**Brano di partenza:**
++++++++++

Commento
al Vangelo: II domenica del TO B 2015 (Gv
1,35-42)
La
vocazione dei primi discepoli
San
Giovanni, stando con due dei suoi discepoli nel luogo stesso dove
aveva additato Gesù quale Agnello di Dio, cercava sempre occasione
per eclissarsi, e per orientare le anime verso il Redentore.
Quand’ecco
lo vide passare e, mirandolo, disse nuovamente: Ecco
l’Agnello di Dio;
lo disse per invitare i due discepoli a seguirlo. Essi, infatti, gli
andarono dietro da lontano, per raggiungerlo a casa e parlargli con
maggiore intimità. Gesù Cristo, però, conoscendo già i loro
desideri, si voltò e disse loro: Che
cercate voi?
Essi risposero chiamandolo col nome affettuoso di Maestro
mio,
Rabbì, e gli domandarono dove abitasse, per potergli parlare. Gesù
li invitò a seguirlo dove era ospite, perché non aveva abitazione
propria. Stettero con Lui tutto quel giorno, e parlarono certamente
del regno di Dio.
Fu un
momento d’immensa gioia per il loro spirito, e san Giovanni che
certamente era uno dei due discepoli, nota l’ora di quella santa
chiamata, l’ora decima, cioè circa le quattro di sera che fu per
la sua vita di decisiva importanza.

++++++++++

**Righe di dati:**
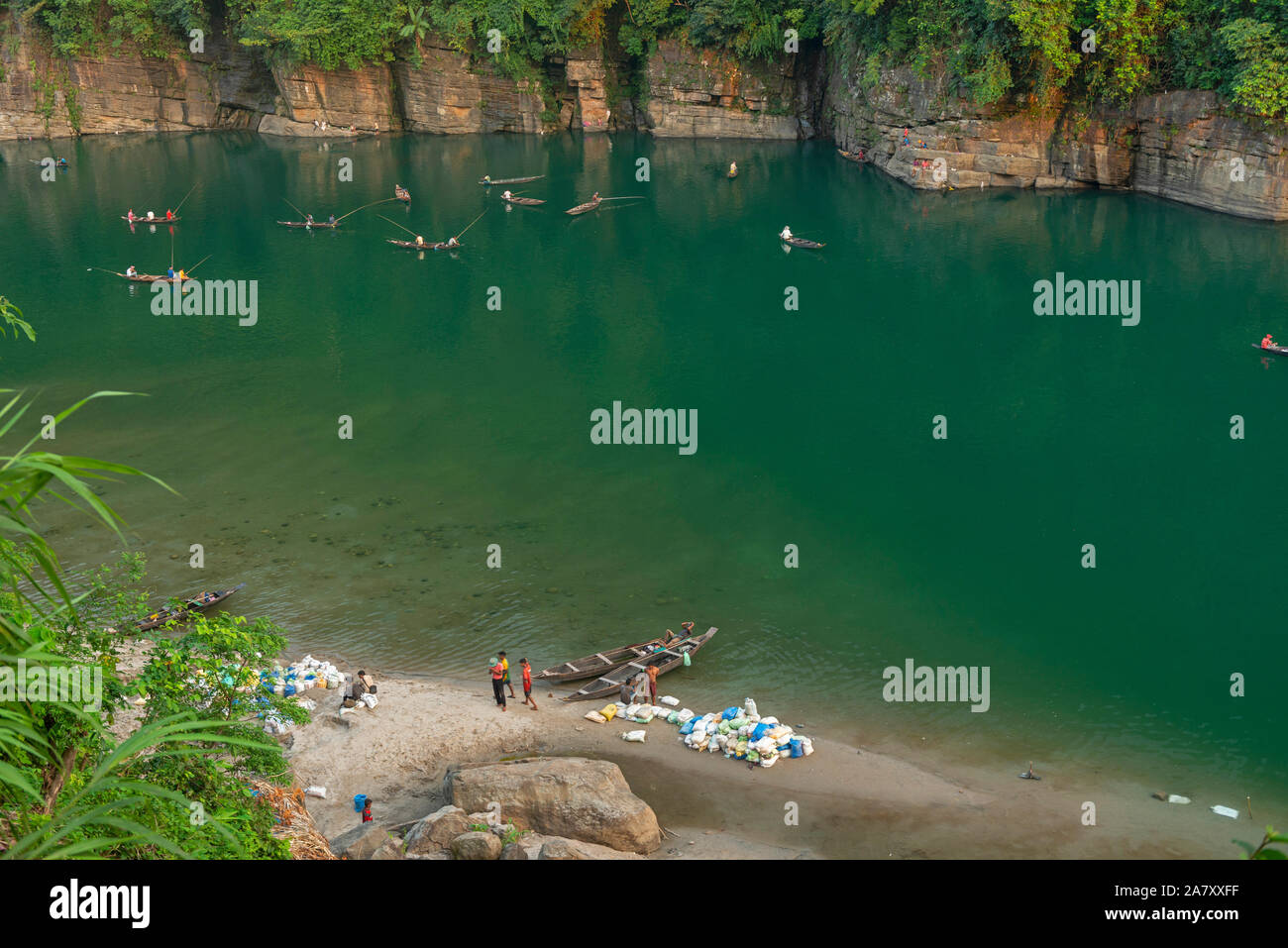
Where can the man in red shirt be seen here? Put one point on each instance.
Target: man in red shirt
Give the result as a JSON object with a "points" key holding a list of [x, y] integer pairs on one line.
{"points": [[527, 685], [497, 681]]}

++++++++++

Ripeti per intero, parola per parola, il commento al Vangelo sulla vocazione dei primi discepoli. Le righe di dati non hanno alcun ruolo qui.

**Risposta:**
Commento
al Vangelo: II domenica del TO B 2015 (Gv
1,35-42)
La
vocazione dei primi discepoli
San
Giovanni, stando con due dei suoi discepoli nel luogo stesso dove
aveva additato Gesù quale Agnello di Dio, cercava sempre occasione
per eclissarsi, e per orientare le anime verso il Redentore.
Quand’ecco
lo vide passare e, mirandolo, disse nuovamente: Ecco
l’Agnello di Dio;
lo disse per invitare i due discepoli a seguirlo. Essi, infatti, gli
andarono dietro da lontano, per raggiungerlo a casa e parlargli con
maggiore intimità. Gesù Cristo, però, conoscendo già i loro
desideri, si voltò e disse loro: Che
cercate voi?
Essi risposero chiamandolo col nome affettuoso di Maestro
mio,
Rabbì, e gli domandarono dove abitasse, per potergli parlare. Gesù
li invitò a seguirlo dove era ospite, perché non aveva abitazione
propria. Stettero con Lui tutto quel giorno, e parlarono certamente
del regno di Dio.
Fu un
momento d’immensa gioia per il loro spirito, e san Giovanni che
certamente era uno dei due discepoli, nota l’ora di quella santa
chiamata, l’ora decima, cioè circa le quattro di sera che fu per
la sua vita di decisiva importanza.